• How to complete this task
Beginning with the opening line of the entries, return every line through the one containing "Would you mind marking the whale's body", both included, and nothing else. Omit pictures.

Data excerpts:
══════════════════════════════

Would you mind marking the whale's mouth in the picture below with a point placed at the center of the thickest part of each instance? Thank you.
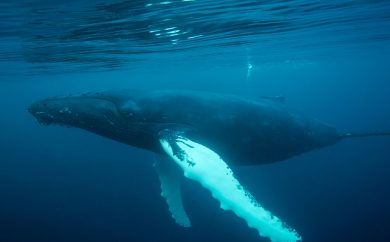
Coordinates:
(76, 111)
(43, 117)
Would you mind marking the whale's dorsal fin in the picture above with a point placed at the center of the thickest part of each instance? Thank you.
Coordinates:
(170, 175)
(203, 165)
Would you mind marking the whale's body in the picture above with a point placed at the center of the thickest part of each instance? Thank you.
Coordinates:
(200, 134)
(243, 131)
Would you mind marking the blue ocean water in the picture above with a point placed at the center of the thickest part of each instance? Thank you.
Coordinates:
(330, 59)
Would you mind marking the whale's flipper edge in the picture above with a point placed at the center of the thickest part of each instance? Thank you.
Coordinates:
(169, 175)
(203, 165)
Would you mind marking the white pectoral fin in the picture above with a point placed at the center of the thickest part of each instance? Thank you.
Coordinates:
(203, 165)
(169, 175)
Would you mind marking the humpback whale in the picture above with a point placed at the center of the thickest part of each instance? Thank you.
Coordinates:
(199, 135)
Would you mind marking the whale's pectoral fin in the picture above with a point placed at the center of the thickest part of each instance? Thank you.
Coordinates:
(170, 175)
(203, 165)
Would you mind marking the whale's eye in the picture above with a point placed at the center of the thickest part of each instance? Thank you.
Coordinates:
(129, 109)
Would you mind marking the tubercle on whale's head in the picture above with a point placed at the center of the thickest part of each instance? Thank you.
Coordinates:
(98, 112)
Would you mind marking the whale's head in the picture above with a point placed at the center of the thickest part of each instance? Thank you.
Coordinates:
(115, 115)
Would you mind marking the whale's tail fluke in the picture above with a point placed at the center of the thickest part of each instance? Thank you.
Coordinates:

══════════════════════════════

• Solution to this exercise
Would you mind marking the whale's mouth in the picture below with a point placed at the center of the thickest part of each instance? Thank you.
Coordinates:
(76, 111)
(43, 117)
Would you mind marking the whale's dorsal fin in the picture above with a point placed at the center of the thickest part of each instance? Thank you.
Coordinates:
(170, 175)
(203, 165)
Would you mind marking the whale's body in the picture above with a point placed at the center of the thickest part of each instance? Thank you.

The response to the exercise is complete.